## Begin

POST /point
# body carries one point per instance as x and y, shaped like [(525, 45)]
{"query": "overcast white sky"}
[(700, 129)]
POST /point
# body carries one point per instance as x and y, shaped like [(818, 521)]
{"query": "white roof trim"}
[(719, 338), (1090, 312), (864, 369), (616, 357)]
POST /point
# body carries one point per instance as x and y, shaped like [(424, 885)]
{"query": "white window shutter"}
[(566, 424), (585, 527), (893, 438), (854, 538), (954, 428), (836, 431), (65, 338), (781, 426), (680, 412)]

## End
## Begin

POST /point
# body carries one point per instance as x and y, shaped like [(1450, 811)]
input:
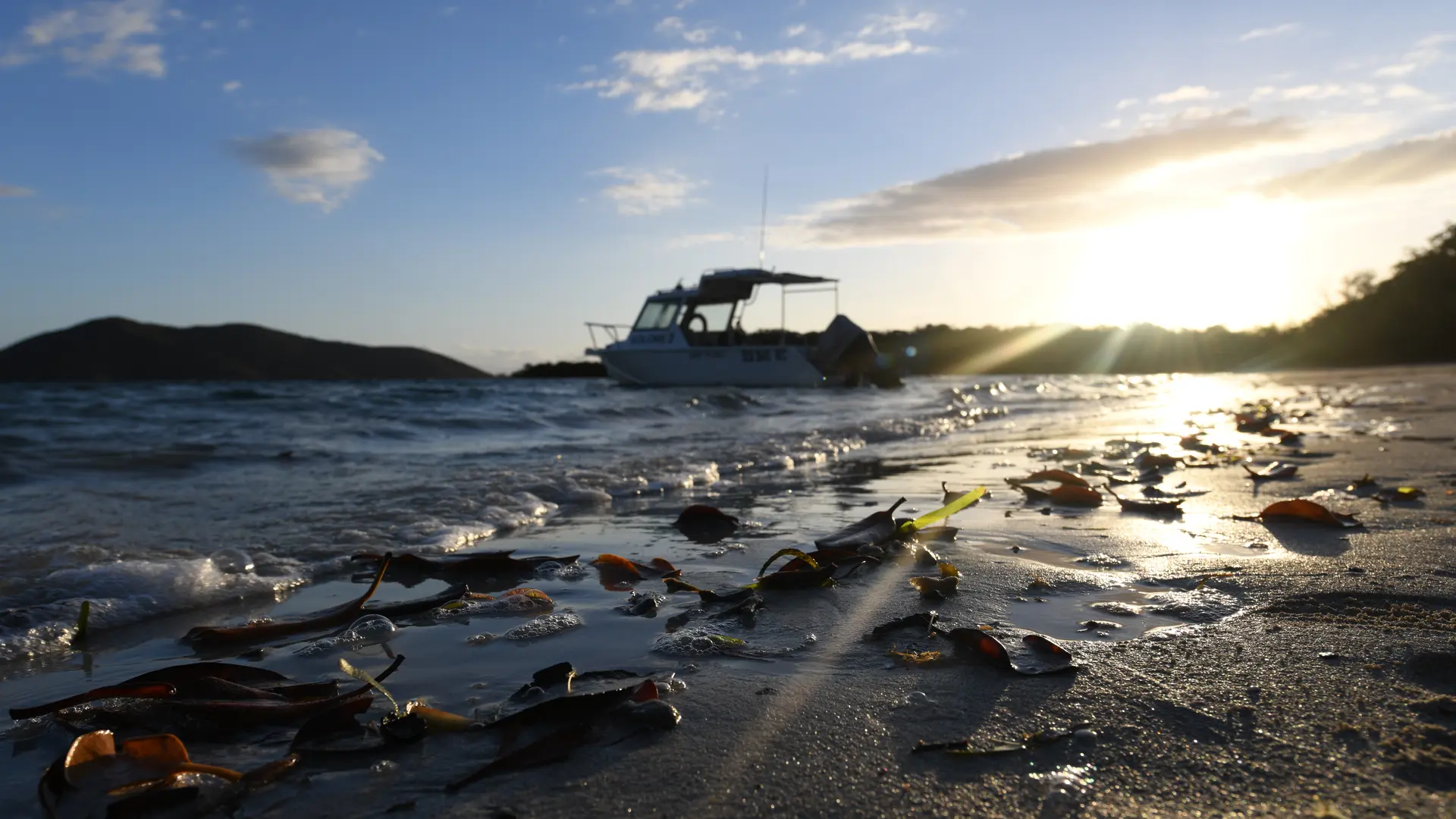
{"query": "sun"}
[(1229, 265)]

## End

[What to produce] Gather every line of the entries above that contains the word "carries". Letter case counts.

[Task output]
# body carries one point per instance as x and y, shaped like [(525, 45)]
# body carries one point per instance as x and y, shaped like [(818, 521)]
# body carries one point per instance as x and y, shaped like [(424, 885)]
# body carries one point per instance as x and y, shaped like [(1450, 811)]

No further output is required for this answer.